**PASSAGE**.
+ + + + + + +

Decision No. 16,497
Appeals of DANIELLE BETHEA, on behalf of her children PAIGE and JORDAN ADAMS, from action of the Board of Education of the City School District of the City of New Rochelle regarding residency.
Decision No. 16,497
(July 8, 2013)
Kehl, Katzive & Simon, L.L.P., attorneys for respondent, Jeffrey A. Kehl, Esq., of counsel
KING, JR., Commissioner.--Petitioner appeals the determinations of the Board of Education of the City School District of the City of New Rochelle (“respondent”) that her children, Page and Jordan Adams, are not district residents. The appeals must be dismissed.
Petitioner’s children attended respondent’s elementary school during the 2011 – 2012 school year. During that year, respondent received information that petitioner and her husband lived in Yonkers, outside the district. As a result, petitioner was notified that her children would be excluded from the district’s schools for the 2012 – 2013 school year. On August 30, 2012, petitioner submitted incomplete “host family” forms to respondent claiming to have moved in with her son (“Mr. Bouche”) in New Rochelle, within the district (“New Rochelle address”).
On September 11, 2012, respondent’s elementary school attendance teacher (“attendance teacher”) visited the New Rochelle address and found both children present in their pajamas. The only adult present, Mr. Bouche, stated that petitioner resided in the apartment but that her husband did not.
On September 12, 2012, petitioner submitted elementary school registration forms for Paige and Jordan representing that she and her husband lived at the New Rochelle address.
On the morning of September 14, 2012, respondent’s attendance teacher again visited the New Rochelle address. Mr. Bouche was present but the children were not.
On December 20, 2012, respondent’s attendance teacher interviewed the owner of a building located in Yonkers, New York. The owner confirmed that petitioner and her husband resided there full time.
By certified letter dated January 2, 2013, mailed to the Yonkers address, respondent’s director of pupil services (“director”) informed petitioner and her husband that their residency was in question and invited them to submit information to support their claim of residency within the district. The return receipt was signed by petitioner’s husband.
By letter dated January 30, 2013, the director notified petitioner of her determination that petitioner and her children were not district residents. This appeal ensued. Petitioner’s request for interim relief was granted on March 13, 2013.
Petitioner maintains that her family resides with her son within the district at the New Rochelle address. Respondent maintains that petitioner’s family resides outside of the district in Yonkers.
Education Law §3202(1) provides, in pertinent part:
A person over five and under twenty-one
years of age who has not received a
high school diploma is entitled to
attend the public schools maintained in
the district in which such person
resides without the payment of tuition.

+ + + + + + +

**REQUEST 1**. Rewrite the residency decision from "By certified letter" to "district in Yonkers.", putting "registered letter" in place of "certified letter".
**REQUEST 2**. Write the next part of the residency decision, picking up right after its last sentence.
The listing below comes from a separate source.

**DATA EXTRACT**.

+ + + + + + +

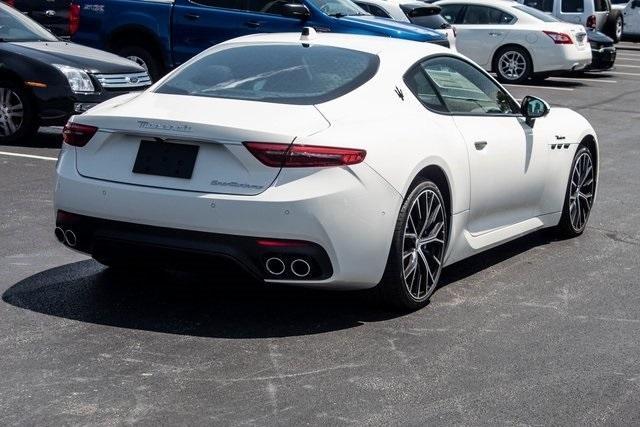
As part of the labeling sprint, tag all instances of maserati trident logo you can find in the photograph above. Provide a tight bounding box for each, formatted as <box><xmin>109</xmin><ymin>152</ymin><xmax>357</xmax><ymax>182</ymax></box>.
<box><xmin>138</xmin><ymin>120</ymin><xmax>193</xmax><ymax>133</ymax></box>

+ + + + + + +

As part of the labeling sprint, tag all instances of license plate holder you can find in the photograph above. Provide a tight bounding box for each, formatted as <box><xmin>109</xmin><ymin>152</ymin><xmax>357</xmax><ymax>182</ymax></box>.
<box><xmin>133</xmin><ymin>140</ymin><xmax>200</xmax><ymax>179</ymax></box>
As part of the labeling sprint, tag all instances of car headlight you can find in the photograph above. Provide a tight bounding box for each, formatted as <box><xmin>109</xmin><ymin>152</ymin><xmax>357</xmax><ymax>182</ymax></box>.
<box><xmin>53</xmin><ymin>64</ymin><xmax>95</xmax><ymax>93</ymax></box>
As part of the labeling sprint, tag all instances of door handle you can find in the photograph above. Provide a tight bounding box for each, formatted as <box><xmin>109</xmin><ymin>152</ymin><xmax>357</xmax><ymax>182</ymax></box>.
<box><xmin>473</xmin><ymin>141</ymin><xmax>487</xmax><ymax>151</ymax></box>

+ + + + + + +

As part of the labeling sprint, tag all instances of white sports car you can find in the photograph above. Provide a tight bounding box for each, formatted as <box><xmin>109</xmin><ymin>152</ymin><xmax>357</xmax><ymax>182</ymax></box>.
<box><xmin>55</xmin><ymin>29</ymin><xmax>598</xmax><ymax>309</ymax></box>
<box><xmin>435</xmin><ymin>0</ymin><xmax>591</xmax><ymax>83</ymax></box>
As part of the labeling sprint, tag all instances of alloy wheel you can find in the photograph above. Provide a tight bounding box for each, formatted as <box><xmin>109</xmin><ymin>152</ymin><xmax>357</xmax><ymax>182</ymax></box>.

+ + + + + + +

**EXPECTED ANSWER 1**.
By registered letter dated January 2, 2013, mailed to the Yonkers address, respondent’s director of pupil services (“director”) informed petitioner and her husband that their residency was in question and invited them to submit information to support their claim of residency within the district. The return receipt was signed by petitioner’s husband.
By letter dated January 30, 2013, the director notified petitioner of her determination that petitioner and her children were not district residents. This appeal ensued. Petitioner’s request for interim relief was granted on March 13, 2013.
Petitioner maintains that her family resides with her son within the district at the New Rochelle address. Respondent maintains that petitioner’s family resides outside of the district in Yonkers.

**EXPECTED ANSWER 2**.
The purpose of this statute is to limit the obligation of school districts to provide tuition-free education to students whose parents or legal guardians reside within the district (Appeal of Polynice, 48 Ed Dept Rep 490, Decision No. 15,927; Appeal of Naab, 48 id. 484, Decision No. 15,924). “Residence” for purposes of Education Law §3202 is established by one’s physical presence as an inhabitant within the district and intent to reside in the district (Longwood Cent. School Dist. v. Springs Union Free School Dist., 1 NY3d 385; Appeal of Naab, 48 Ed Dept Rep 484, Decision No. 15,924). A child's residence is presumed to be that of his or her parents or legal guardians (Catlin v. Sobol, 155 AD2d 24, revd on other grounds, 77 NY2d 552 (1991); Appeal of Polynice, 48 Ed Dept Rep 490, Decision No. 15,927).
The presumption that a child resides with his or her parents or legal guardians can be rebutted upon a determination that there has been a total, and presumably permanent, transfer of custody and control to someone residing in the district (Appeal of Polynice, 48 Ed Dept Rep 490, Decision No. 15,927; Appeal of Wilson, 48 id. 1, Decision No. 15,773). While it is not necessary to establish parental custody and control through a formal guardianship proceeding, it is necessary to demonstrate that a particular location is a child’s permanent residence and that the individual exercising control has full authority and responsibility with respect to the child’s support and custody (Appeal of Polynice, 48 Ed Dept Rep490, Decision No. 15,927; Appeal of Wilson, 48 id. 1,Decision No. 15,773).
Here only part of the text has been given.